Directions for this task. From the article on transphobia in the British media below, copy word for word the passage from "Trigger Warning: This" up to and including "most vulnerable groups.".

Text excerpt.
[Start of Attachment]

Trigger Warning: This article discusses transphobia and TERFs, and contains mentions of racism.
The past few months have seen us assaulted daily by a barrage of transphobic articles published by the likes of The Spectator, the Daily Mail, the Daily Star, The Times, and even the left-wing Guardian. The British media is currently launching a hate campaign of shocking proportions against one of our most vulnerable groups.
A large proportion of these articles have been in relation to the Gender Recognition Act reform consultation – a piece of legislation that, if changed, will allow trans people to change their gender on official documents with greater ease than at present. This seems harmless enough but, somehow, the debate surrounding it has become overwhelmingly about… bathrooms.
The reform of the Gender Recognition Act will have no impact on trans people’s right to use whatever bathroom they like, since that right is already covered by the Equality Act. Nevertheless, outrage has been manufactured and Trans-Exclusionary Radical Feminists (TERFs) have been telling all and sundry that making admin easier for trans people will enable them to infiltrate cis women’s spaces and attack them, since (as TERFs like to remind us) trans women are supposedly just as dangerous as cis men – if not more so.
“Arguments like these are never really about protecting (cis, white) women. They’re about Othering minorities and reinforcing dangerous stereotypes.”

[End of Attachment]

Provided records.
[Start of Attachment]

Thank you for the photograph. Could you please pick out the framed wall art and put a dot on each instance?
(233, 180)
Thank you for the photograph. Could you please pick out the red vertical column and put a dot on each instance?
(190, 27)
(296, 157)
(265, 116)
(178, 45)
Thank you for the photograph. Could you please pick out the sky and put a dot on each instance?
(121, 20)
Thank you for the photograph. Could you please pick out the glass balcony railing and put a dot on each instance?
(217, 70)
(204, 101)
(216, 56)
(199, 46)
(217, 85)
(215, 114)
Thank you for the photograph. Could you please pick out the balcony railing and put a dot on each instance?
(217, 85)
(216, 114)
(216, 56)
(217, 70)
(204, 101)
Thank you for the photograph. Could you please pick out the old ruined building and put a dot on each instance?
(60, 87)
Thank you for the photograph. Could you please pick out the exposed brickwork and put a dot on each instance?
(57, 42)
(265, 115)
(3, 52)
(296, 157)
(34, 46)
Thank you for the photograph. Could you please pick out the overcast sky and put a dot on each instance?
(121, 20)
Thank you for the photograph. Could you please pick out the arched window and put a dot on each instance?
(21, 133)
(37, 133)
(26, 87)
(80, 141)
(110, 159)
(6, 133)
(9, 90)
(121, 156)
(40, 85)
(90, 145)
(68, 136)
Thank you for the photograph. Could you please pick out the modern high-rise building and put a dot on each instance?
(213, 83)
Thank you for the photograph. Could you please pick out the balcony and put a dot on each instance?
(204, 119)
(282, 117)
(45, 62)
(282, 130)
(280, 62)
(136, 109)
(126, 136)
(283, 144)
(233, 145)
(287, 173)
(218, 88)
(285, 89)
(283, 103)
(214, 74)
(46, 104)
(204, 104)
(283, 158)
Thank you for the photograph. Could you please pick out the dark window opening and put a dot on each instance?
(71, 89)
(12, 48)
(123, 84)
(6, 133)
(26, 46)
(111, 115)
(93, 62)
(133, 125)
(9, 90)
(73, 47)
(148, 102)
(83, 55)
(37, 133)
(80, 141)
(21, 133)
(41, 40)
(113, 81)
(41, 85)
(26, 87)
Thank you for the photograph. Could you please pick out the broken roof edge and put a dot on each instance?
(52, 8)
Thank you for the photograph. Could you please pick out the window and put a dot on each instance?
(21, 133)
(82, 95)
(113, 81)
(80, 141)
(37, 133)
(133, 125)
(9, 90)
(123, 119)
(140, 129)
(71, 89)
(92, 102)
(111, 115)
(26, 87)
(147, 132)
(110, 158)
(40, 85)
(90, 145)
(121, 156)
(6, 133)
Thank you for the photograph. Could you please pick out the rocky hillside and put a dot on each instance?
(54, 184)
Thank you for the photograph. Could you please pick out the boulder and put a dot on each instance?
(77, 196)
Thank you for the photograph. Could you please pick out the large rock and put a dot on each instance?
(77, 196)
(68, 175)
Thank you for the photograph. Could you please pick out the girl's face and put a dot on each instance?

[End of Attachment]
[Start of Attachment]

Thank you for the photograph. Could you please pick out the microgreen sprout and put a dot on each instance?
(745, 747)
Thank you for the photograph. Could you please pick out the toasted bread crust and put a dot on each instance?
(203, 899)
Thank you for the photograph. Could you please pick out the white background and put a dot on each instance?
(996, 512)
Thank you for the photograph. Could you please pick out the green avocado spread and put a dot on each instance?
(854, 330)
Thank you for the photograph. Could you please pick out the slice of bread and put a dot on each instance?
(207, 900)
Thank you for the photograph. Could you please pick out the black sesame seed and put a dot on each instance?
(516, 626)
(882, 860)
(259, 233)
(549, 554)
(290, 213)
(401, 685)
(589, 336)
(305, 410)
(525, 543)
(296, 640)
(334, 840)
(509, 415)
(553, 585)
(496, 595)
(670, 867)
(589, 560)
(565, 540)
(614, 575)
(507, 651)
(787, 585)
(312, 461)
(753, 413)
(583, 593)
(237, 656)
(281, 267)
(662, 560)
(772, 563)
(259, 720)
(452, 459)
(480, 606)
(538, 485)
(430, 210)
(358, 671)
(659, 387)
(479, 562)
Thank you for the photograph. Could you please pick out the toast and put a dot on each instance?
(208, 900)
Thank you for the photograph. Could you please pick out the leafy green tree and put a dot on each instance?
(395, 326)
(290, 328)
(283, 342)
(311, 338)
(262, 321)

[End of Attachment]

Output below.
Trigger Warning: This article discusses transphobia and TERFs, and contains mentions of racism.
The past few months have seen us assaulted daily by a barrage of transphobic articles published by the likes of The Spectator, the Daily Mail, the Daily Star, The Times, and even the left-wing Guardian. The British media is currently launching a hate campaign of shocking proportions against one of our most vulnerable groups.